We have a standard interface for #2, which is called UEFI. But for #1, it's always been sort of a mysterious black box. It necessarily has to be different for every chipset/every motherboard. Manufacturers never really saw much reason to open source it. The major community-driven open source project at doing #1 is called "coreboot". Due to the fact that it requires a new implementation for every chipset/motherboard and they are generally not documented (and may require some reverse-engineering of the hardware), coreboot has very very limited support.
So what AMD is open sourcing here is a collection of 3 C libraries which they will be using in all of their firmware, going forward. These libraries are not chipset/motherboard-specific (you still need custom code for each motherboard) and do not implement UEFI (you would still need to implement UEFI/bootloader on top of it), but they're helper functions that do a lot of what's needed to implement firmware. I just took a cursory look through the source code, but I saw a lot of code in there for detecting RAM DIMMs (how much RAM, what kind of RAM, etc.), which is useful code.
The fact that AMD is going to use this in their own firmware, and also make it available for coreboot under an MIT licence, means that coreboot may* have a much easier time in the future supporting AMD motherboards.
* we will see
But wouldn't opening up such an important (from what I understand) part of a computer to everyone mean that malicious actors have a much easier time doing malicious stuff? I understand (and support) that enthusiasts will have many more options when presented with the actual code to a program. Nonetheless, I can't help but feel like if you give everyone a tour and show them how their super secure door locks work, including how to break them open, then those that want to break in, will be very happy about it and the security system quickly becomes useless.
Please feel free to correct me on wherever I am wrong. I tried reading through the article, but I only understand a fraction of it.
I'm only have a vauge understanding but I'll give it a shot.
x86 is a CPU architecture. ARM, PowerPC, RISC are other types A CPU architecture is like a standardized set of instructions.
Here's a horrible attempt an analogy based on buildings. Let's say there's only 2 types of buildings on earth:
Type A buildings are very tall and use an elevator to go up many floors. Each floor has just one room.
Type B buildings have a very very long hallway branching off into many rooms but just one floor.

[Work to complete]
- A) Answer these questions from the firmware discussion:
(i) What is the standard interface for #2 called?
(ii) Under what license will AMD make its libraries available for coreboot?
(iii) In the building analogy, how many rooms does each floor of a Type A building have?
- B) According to the firmware discussion, why does coreboot have very limited support? Answer in one to three sentences.

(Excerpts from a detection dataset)

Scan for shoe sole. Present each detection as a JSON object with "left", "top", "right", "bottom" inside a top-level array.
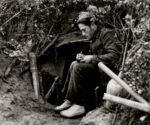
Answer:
[{"left": 60, "top": 112, "right": 86, "bottom": 119}]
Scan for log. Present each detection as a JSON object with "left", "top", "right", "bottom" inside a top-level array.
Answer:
[
  {"left": 45, "top": 76, "right": 59, "bottom": 101},
  {"left": 98, "top": 62, "right": 149, "bottom": 105},
  {"left": 4, "top": 58, "right": 17, "bottom": 78},
  {"left": 103, "top": 93, "right": 150, "bottom": 113},
  {"left": 29, "top": 52, "right": 40, "bottom": 99}
]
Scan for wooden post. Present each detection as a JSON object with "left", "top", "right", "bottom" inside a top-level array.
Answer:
[
  {"left": 98, "top": 62, "right": 149, "bottom": 105},
  {"left": 45, "top": 76, "right": 59, "bottom": 101},
  {"left": 103, "top": 93, "right": 150, "bottom": 113},
  {"left": 29, "top": 52, "right": 39, "bottom": 99}
]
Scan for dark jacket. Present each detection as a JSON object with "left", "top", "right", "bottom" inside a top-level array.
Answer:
[{"left": 91, "top": 28, "right": 122, "bottom": 65}]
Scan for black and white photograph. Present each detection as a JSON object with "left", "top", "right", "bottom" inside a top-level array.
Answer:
[{"left": 0, "top": 0, "right": 150, "bottom": 125}]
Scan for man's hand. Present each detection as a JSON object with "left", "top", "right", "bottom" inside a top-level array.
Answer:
[
  {"left": 80, "top": 55, "right": 93, "bottom": 63},
  {"left": 76, "top": 53, "right": 85, "bottom": 62}
]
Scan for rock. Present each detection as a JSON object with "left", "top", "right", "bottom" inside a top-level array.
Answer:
[{"left": 79, "top": 107, "right": 113, "bottom": 125}]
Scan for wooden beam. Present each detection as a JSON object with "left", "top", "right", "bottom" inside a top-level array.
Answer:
[
  {"left": 98, "top": 62, "right": 149, "bottom": 105},
  {"left": 103, "top": 93, "right": 150, "bottom": 113}
]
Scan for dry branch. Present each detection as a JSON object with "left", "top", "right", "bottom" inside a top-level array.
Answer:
[
  {"left": 98, "top": 62, "right": 149, "bottom": 104},
  {"left": 103, "top": 93, "right": 150, "bottom": 113},
  {"left": 29, "top": 52, "right": 40, "bottom": 99}
]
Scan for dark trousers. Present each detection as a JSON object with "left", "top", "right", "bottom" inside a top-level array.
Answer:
[{"left": 63, "top": 61, "right": 100, "bottom": 107}]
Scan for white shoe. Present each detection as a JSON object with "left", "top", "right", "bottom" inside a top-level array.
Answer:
[
  {"left": 55, "top": 100, "right": 72, "bottom": 112},
  {"left": 60, "top": 104, "right": 85, "bottom": 118}
]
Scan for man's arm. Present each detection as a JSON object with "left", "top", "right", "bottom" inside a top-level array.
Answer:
[{"left": 92, "top": 31, "right": 122, "bottom": 64}]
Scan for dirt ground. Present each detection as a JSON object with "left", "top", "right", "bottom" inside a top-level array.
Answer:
[{"left": 0, "top": 53, "right": 81, "bottom": 125}]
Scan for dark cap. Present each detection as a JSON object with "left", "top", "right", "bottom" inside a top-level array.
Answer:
[{"left": 77, "top": 12, "right": 93, "bottom": 24}]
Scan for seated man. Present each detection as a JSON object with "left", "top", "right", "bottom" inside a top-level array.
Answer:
[{"left": 55, "top": 12, "right": 122, "bottom": 118}]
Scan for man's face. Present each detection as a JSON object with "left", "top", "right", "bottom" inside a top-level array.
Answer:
[{"left": 78, "top": 23, "right": 94, "bottom": 40}]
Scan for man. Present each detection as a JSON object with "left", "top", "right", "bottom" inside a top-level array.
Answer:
[{"left": 55, "top": 12, "right": 121, "bottom": 118}]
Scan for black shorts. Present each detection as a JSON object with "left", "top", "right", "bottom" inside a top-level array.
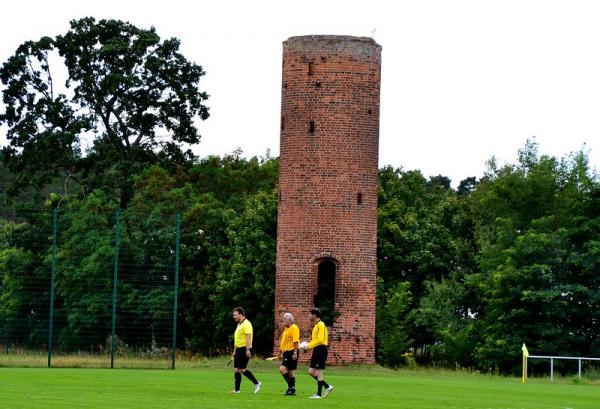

[Task-by-task solutions]
- A)
(i) UEFI
(ii) The MIT license
(iii) One room

- B) Coreboot needs a new implementation for every chipset and motherboard. These are generally not documented and may require some reverse-engineering of the hardware.